LA FIÈVRE DANS LE SANG – Elia Kazan
La scène finale de La fièvre dans le sang (Splendor in the grass) 1961. Elia Kazan. Je me souviens d’avoir vu le film en VHS avec un ami très cinéphile. Le film avait du être enregistré au cinéma de minuit, ciné-club de Patrick Brion (merci à lui pour son énorme contribution à ma cinéphilie). Je devais avoir l’âge de Natalie Wood et de Warren Beatty. Le film m’a touché profondément et encore aujourd’hui je ne peux pas voir cette scène finale sans une forte émotion. Tout est juste dans cette fin le découpage de Kazan, la musique, le dernier regard de Natalie Wood et ce cow-boy qui part à cheval. Nous sommes en 1961, le grand cinéma hollywoodien est en train de tourner la page.
« Though nothing can bring back the hour
Of splendour in the grass, of glory in the flower … »
Fabienne Duszynski – intervenante ciné-club.
DÉTOUR – Edgar G. Ulmer
C’était au tout début des années 90 – 1991 ou 1992, me semble-t-il. C’était un mardi soir à 21 heures – cela, j’en suis sûre parce qu’à cette époque le Métropole (cinéma de Lille où j’étais alors étudiante) montrait tous les mardis à 21h un film de répertoire. J’y allais systématiquement, sans même me donner la peine de consulter le programme que je ne découvrais qu’une fois sur place. Les « classiques » (j’ai découvert sur grand écran M le Maudit, Citizen Kane, des films de Fellini, Godard ou Antonioni) alternaient avec des raretés, exhumées au hasard des restaurations de copie. Je ne ratais rien. C’est dans ce cadre que j’ai découvert Détour d’Edgar G. Ulmer, un film de série B sorti en 1945, film noir réduit à son épure, brut, film fauché (j’apprendrais, bien plus tard, qu’il avait été réalisé en 7 jours – montage compris) qui oblige à l’intelligence de la mise en scène. Ce fut un coup de foudre, qui se mua en obsession ; je ne cessais, les jours suivants, les semaines suivantes, les mois suivants, de penser à ce film dont je vantais auprès de mes camarades cinéphiles la force et les singularités. Je fus, pendant longtemps, « la-seule-qui-avait-vu-ce-film-génial-qui-ne-passe-jamais-nulle-part » (c’était avant le DVD, et bien avant Internet).

**RELEVÉ:**
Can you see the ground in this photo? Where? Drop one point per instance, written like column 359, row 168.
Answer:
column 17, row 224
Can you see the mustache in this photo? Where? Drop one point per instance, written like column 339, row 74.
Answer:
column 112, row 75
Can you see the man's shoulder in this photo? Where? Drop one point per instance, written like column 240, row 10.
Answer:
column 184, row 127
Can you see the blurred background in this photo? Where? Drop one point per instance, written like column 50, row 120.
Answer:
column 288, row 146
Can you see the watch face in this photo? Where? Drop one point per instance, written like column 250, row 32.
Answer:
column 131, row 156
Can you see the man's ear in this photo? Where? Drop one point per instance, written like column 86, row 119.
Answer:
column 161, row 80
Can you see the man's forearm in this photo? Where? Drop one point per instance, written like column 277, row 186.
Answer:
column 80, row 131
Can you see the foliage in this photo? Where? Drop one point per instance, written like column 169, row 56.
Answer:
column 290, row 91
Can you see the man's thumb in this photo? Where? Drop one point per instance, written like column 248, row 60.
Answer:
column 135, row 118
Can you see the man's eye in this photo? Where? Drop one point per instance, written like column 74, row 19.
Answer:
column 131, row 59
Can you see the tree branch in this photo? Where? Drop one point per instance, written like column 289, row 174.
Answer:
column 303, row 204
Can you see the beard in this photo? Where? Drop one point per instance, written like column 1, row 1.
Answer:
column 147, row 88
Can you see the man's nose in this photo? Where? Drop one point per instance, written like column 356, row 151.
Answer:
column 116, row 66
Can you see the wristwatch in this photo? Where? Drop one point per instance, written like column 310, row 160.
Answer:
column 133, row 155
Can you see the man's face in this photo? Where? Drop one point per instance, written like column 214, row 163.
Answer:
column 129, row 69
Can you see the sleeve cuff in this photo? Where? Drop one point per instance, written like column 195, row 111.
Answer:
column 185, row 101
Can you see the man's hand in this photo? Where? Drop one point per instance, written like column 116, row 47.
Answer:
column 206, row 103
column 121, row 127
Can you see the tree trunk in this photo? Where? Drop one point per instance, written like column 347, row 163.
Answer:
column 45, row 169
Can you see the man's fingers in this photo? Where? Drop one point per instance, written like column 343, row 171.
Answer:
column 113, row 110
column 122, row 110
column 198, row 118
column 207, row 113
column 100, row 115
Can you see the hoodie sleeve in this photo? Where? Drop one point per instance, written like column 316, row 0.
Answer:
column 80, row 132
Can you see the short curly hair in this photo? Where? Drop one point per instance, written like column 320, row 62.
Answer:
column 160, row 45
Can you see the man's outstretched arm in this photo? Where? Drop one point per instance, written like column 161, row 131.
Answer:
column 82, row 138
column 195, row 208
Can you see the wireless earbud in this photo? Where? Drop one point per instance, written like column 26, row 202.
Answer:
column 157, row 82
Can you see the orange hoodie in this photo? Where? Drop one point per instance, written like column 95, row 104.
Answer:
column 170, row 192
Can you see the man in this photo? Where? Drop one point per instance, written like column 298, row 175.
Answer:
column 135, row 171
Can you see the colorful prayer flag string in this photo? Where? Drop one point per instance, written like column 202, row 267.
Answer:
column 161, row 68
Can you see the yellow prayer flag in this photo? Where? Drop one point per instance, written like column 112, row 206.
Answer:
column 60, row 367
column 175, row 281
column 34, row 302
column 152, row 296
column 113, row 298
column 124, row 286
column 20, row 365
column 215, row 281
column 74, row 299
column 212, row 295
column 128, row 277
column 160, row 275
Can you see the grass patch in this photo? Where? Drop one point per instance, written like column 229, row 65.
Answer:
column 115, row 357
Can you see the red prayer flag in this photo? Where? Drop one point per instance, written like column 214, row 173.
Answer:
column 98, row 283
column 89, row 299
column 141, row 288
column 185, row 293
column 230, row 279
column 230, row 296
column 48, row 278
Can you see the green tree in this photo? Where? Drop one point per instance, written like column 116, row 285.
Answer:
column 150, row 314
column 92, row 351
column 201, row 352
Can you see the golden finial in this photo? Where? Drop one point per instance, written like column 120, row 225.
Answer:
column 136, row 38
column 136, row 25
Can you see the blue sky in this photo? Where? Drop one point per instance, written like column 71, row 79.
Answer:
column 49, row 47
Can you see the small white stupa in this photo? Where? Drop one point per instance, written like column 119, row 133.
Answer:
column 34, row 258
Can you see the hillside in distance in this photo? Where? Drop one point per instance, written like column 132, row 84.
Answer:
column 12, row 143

* * *

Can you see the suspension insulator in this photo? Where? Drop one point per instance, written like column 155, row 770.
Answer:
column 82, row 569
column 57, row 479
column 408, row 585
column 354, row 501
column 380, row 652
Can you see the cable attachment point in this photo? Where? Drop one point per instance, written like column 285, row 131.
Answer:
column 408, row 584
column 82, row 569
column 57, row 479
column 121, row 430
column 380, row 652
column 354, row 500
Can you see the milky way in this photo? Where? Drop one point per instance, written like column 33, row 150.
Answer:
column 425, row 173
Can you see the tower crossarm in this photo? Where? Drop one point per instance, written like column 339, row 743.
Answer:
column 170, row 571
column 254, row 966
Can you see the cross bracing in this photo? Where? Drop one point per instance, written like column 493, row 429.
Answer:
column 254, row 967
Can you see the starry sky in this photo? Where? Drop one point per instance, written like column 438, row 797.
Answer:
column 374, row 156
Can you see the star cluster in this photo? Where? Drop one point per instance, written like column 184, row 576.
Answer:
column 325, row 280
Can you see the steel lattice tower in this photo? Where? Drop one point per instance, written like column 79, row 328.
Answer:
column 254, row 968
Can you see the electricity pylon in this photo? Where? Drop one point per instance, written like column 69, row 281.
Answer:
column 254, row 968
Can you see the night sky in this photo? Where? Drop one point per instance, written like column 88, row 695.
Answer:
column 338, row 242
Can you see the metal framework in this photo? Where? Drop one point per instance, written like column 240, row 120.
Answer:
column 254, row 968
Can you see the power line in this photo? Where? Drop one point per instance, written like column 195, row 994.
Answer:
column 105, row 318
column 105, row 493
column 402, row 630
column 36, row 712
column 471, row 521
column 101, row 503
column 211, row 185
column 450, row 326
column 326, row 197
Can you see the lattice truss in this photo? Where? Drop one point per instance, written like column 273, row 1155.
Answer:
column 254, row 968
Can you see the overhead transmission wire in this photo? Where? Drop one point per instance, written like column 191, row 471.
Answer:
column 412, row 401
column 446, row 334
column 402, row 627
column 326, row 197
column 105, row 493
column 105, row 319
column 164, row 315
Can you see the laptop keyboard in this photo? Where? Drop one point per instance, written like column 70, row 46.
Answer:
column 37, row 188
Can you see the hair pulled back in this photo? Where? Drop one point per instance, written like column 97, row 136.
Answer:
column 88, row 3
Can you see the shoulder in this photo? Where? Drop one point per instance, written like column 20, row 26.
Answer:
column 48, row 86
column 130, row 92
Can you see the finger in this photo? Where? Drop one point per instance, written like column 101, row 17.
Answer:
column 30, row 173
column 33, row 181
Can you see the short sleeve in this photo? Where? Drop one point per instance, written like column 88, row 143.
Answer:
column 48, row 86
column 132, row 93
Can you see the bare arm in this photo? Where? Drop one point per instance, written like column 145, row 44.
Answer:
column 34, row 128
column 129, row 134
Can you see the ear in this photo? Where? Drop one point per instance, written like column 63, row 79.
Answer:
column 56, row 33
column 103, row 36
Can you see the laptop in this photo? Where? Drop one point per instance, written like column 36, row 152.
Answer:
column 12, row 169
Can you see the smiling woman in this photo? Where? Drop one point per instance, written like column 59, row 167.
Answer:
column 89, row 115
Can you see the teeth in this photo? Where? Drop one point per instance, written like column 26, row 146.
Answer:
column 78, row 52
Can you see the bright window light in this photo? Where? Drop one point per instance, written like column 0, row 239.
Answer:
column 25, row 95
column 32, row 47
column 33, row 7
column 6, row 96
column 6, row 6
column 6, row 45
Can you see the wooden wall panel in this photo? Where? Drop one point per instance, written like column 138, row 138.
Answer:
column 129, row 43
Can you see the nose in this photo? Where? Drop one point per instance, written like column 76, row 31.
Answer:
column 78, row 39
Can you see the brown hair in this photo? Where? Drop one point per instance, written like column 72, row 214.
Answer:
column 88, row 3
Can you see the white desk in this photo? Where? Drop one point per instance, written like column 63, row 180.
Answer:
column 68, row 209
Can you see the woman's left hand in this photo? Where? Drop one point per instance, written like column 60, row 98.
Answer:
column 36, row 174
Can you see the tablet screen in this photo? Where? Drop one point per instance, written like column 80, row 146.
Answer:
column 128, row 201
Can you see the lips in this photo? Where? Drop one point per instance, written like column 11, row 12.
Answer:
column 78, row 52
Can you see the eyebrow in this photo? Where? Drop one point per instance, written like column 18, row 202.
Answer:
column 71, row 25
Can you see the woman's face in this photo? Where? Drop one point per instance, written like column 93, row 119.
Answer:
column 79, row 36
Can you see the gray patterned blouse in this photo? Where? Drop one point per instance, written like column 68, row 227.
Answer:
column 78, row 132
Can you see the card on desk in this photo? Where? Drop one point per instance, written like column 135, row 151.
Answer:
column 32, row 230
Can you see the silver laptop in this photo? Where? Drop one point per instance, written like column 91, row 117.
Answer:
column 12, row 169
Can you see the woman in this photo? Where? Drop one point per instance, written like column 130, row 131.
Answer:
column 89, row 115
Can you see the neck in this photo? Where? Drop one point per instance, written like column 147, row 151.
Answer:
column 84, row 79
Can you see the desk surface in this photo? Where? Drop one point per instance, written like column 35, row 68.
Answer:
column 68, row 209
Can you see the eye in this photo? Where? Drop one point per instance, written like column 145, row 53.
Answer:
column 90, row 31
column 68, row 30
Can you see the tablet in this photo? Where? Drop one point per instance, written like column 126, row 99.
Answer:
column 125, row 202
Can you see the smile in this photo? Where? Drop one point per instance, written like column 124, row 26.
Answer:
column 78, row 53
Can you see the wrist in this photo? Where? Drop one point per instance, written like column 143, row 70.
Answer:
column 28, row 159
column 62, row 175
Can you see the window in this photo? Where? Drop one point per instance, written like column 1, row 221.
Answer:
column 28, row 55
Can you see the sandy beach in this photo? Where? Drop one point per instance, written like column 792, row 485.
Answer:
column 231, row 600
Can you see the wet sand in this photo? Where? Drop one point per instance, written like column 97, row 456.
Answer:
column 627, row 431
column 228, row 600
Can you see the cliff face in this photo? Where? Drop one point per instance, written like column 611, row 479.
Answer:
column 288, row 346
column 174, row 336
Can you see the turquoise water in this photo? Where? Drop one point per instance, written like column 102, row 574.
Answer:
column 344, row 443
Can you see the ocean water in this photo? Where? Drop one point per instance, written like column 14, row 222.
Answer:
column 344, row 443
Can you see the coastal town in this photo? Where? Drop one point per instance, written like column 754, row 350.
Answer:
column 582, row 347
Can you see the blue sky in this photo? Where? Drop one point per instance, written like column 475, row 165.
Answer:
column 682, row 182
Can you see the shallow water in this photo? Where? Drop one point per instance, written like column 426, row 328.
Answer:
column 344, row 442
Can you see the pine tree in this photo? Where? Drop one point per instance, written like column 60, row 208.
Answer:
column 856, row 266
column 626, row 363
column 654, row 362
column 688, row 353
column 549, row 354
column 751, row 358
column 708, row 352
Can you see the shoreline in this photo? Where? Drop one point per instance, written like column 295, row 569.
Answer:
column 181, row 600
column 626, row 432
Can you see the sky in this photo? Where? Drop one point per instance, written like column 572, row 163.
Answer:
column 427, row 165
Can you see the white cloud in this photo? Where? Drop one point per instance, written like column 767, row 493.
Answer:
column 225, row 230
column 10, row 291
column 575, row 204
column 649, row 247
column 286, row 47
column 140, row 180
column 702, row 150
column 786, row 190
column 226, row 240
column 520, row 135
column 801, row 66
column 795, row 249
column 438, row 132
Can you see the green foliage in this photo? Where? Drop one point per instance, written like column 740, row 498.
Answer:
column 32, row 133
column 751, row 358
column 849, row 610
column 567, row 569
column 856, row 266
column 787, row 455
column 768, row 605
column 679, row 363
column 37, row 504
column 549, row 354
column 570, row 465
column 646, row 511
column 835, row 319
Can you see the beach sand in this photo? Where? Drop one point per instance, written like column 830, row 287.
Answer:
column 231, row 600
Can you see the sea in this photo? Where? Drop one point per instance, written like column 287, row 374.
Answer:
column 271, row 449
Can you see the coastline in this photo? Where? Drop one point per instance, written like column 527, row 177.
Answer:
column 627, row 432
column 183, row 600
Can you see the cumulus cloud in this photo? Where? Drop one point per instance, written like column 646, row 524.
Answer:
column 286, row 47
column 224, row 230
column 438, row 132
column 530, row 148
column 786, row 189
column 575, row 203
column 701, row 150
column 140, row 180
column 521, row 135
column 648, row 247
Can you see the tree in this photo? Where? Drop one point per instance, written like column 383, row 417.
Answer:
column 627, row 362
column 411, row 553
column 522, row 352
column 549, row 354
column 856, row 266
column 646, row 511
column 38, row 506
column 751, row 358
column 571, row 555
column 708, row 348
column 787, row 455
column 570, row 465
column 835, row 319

==

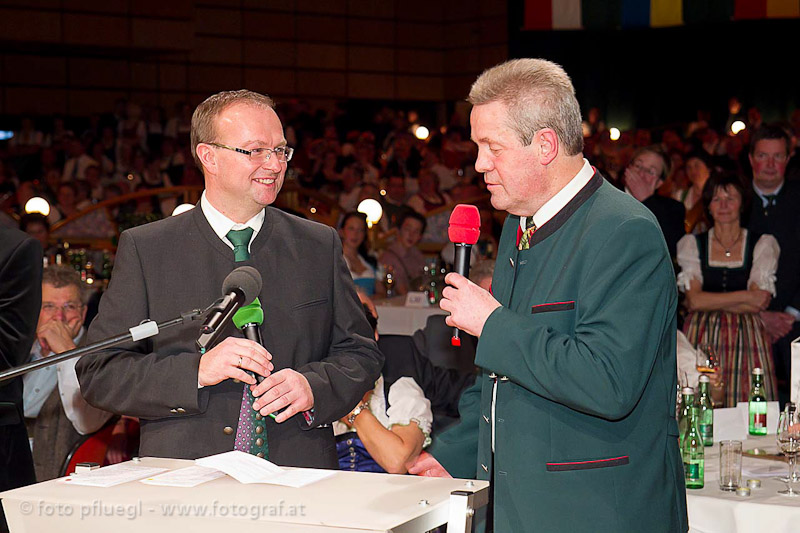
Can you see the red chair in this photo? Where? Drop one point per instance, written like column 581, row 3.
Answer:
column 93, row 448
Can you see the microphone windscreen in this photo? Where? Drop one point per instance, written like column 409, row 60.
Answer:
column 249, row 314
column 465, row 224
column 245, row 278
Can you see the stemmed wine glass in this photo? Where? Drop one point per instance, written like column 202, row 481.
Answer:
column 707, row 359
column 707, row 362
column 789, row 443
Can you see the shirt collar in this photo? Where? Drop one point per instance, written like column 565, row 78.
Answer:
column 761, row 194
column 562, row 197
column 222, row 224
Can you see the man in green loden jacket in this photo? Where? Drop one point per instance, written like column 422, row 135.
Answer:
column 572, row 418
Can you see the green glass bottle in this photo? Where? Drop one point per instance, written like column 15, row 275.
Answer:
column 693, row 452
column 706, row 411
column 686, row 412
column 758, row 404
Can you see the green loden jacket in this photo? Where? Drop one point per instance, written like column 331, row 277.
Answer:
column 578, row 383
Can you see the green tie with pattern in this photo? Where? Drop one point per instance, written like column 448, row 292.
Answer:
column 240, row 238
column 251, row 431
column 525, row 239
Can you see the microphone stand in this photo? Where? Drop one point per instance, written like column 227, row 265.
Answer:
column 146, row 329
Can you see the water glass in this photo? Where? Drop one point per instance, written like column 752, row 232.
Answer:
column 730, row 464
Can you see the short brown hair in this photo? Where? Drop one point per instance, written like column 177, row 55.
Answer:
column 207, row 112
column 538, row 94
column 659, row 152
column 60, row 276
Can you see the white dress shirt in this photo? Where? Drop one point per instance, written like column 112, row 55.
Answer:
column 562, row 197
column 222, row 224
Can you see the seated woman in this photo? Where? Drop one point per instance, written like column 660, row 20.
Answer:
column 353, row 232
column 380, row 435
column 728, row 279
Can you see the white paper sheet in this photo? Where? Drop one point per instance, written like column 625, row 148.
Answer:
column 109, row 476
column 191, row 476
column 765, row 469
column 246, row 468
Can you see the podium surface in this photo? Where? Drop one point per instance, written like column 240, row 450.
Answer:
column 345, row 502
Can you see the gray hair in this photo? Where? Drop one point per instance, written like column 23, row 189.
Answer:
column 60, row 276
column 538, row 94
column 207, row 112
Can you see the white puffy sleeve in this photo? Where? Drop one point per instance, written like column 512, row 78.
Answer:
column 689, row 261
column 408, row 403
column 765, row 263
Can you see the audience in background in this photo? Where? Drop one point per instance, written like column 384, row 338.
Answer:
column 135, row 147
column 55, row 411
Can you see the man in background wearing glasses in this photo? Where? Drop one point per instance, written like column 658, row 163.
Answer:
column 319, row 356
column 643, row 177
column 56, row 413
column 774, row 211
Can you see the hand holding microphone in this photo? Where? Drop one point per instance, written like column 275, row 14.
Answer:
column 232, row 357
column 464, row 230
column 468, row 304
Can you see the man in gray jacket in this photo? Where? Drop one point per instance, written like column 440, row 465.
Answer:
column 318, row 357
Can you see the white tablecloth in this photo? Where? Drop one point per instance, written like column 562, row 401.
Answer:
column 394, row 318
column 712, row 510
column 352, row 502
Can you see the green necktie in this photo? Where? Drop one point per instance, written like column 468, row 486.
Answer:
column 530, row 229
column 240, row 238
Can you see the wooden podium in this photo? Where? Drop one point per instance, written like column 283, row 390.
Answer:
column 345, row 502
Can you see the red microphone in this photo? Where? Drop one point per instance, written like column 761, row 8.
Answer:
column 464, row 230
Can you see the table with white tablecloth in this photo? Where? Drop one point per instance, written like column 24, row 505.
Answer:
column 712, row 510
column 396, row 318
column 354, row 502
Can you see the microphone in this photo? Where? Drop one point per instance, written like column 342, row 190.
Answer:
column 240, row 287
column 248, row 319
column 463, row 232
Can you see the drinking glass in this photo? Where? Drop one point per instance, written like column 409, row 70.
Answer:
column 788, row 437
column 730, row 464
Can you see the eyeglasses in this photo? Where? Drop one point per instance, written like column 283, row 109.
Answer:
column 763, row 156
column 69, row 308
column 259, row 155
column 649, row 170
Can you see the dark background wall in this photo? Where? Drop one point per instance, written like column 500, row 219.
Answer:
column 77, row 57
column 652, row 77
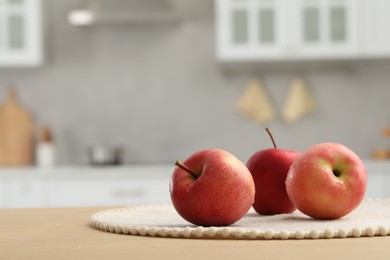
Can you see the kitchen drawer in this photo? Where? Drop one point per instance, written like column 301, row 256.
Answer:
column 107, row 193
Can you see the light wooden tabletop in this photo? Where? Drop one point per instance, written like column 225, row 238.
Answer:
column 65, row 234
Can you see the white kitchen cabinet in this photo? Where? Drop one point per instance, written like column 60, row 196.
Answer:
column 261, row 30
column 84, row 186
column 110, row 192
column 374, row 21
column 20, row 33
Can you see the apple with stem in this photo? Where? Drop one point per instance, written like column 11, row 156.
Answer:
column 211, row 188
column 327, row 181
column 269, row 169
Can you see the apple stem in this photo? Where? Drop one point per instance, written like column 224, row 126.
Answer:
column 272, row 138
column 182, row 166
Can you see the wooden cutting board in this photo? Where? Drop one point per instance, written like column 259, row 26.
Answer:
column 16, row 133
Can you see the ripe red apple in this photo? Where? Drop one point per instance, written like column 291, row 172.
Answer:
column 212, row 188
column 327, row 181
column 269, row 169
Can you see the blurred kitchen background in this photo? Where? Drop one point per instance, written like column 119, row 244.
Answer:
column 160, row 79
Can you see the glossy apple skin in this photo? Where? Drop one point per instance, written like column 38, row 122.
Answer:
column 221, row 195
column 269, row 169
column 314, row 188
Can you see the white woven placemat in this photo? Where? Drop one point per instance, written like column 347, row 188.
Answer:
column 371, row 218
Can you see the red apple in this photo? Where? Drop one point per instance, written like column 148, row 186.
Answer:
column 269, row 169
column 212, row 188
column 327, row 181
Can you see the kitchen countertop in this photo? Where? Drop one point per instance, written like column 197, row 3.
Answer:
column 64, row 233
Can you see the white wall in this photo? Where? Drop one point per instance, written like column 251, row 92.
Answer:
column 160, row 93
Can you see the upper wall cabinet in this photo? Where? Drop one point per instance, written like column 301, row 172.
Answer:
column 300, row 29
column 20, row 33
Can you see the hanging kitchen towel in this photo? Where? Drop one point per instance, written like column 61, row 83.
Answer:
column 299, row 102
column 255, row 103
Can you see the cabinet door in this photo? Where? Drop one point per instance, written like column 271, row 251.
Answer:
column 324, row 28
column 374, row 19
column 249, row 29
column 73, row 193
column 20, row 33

**OBJECTIFS:**
1. Dressez la liste de tous les titres de films cités dans le texte fourni.
2. Recopiez, s'il vous plaît, une partie des enregistrements : commencez à la ligne qui contient « Can you see the wireless » et arrêtez-vous après la ligne qui contient « column 12, row 143 ».

**RÉPONSES DANS L'ORDRE:**
1.
La fièvre dans le sang (Splendor in the grass)
M le Maudit
Citizen Kane
Détour

2.
Can you see the wireless earbud in this photo? Where? Drop one point per instance, written like column 26, row 202.
Answer:
column 157, row 82
Can you see the orange hoodie in this photo? Where? Drop one point per instance, written like column 95, row 104.
Answer:
column 170, row 192
Can you see the man in this photo? Where? Drop one point per instance, written like column 298, row 175.
Answer:
column 135, row 171
Can you see the colorful prayer flag string in this photo? Where? Drop one point per instance, written like column 202, row 267.
Answer:
column 161, row 68
Can you see the yellow prayer flag in this photo? Where? Drop one point per instance, written like column 112, row 206.
Answer:
column 60, row 367
column 175, row 281
column 34, row 302
column 152, row 296
column 113, row 298
column 124, row 286
column 20, row 365
column 215, row 281
column 74, row 299
column 212, row 295
column 128, row 277
column 160, row 275
Can you see the grass patch in this photo? Where? Drop one point per instance, written like column 229, row 65.
Answer:
column 115, row 357
Can you see the red prayer flag in this photo? Where? Drop one point per instance, written like column 214, row 173.
Answer:
column 98, row 283
column 89, row 299
column 141, row 288
column 185, row 293
column 230, row 279
column 230, row 296
column 48, row 278
Can you see the green tree in this photo? Where? Drop one point per instance, written like column 116, row 285.
Answer:
column 150, row 314
column 92, row 351
column 201, row 352
Can you see the golden finial in this photo? Where? Drop one point per instance, written like column 120, row 225.
Answer:
column 136, row 38
column 136, row 25
Can you see the blue sky in this photo? Where? Drop one point per instance, written like column 71, row 79.
Answer:
column 49, row 47
Can you see the small white stupa in this photo? Where? Drop one point per instance, written like column 119, row 133.
Answer:
column 34, row 258
Can you see the hillside in distance in this photo? Where? Drop one point per instance, written like column 132, row 84.
Answer:
column 12, row 143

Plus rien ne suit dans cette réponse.